*** Opening SOURCE MATERIAL ***
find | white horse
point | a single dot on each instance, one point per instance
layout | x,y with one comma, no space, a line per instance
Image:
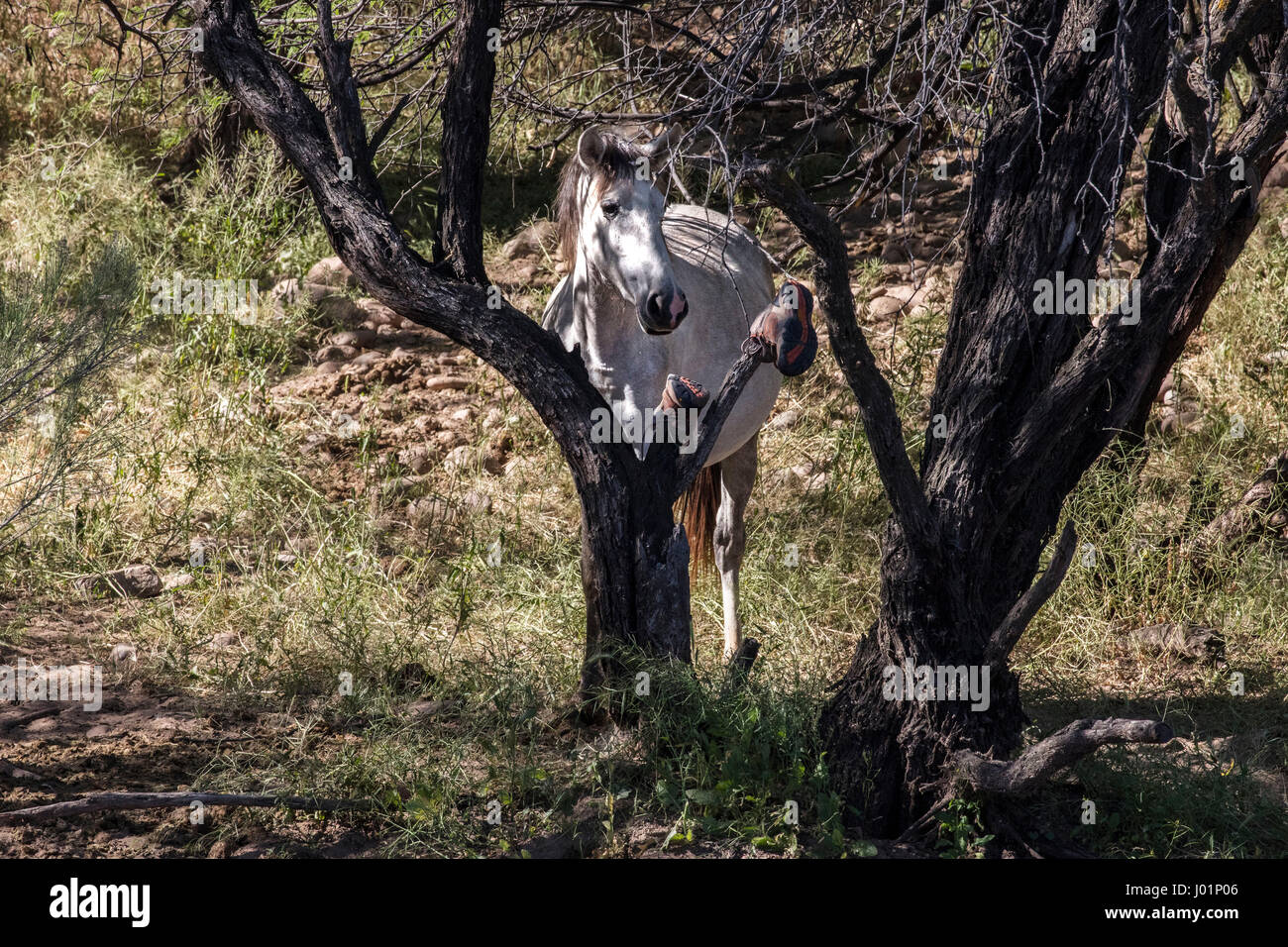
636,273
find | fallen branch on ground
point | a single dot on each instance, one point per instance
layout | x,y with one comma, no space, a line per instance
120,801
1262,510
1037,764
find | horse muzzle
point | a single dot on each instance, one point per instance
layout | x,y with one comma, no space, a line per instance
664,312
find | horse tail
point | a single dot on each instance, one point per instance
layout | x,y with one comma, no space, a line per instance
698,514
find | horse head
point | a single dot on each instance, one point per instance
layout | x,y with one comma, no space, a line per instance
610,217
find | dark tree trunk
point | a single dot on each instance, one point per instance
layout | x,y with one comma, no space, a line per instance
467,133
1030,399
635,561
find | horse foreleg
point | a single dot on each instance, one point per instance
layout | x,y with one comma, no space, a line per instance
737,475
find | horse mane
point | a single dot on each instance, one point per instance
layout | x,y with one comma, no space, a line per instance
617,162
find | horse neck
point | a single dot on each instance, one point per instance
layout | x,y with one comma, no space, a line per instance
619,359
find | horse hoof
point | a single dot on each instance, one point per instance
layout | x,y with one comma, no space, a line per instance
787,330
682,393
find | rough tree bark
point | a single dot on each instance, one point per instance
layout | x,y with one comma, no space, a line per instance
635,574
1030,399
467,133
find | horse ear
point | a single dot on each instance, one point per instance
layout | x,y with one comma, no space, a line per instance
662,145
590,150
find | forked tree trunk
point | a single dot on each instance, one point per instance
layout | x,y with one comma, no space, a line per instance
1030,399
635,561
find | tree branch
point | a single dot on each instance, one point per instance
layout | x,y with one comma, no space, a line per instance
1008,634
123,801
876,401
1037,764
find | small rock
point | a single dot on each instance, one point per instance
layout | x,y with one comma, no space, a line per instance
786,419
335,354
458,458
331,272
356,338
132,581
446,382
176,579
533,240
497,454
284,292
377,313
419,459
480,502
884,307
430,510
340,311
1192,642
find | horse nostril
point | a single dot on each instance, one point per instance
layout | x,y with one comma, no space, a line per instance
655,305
*** Closing SOURCE MATERIAL ***
Count how many lines in the data above include the string "horse", and write only that number.

10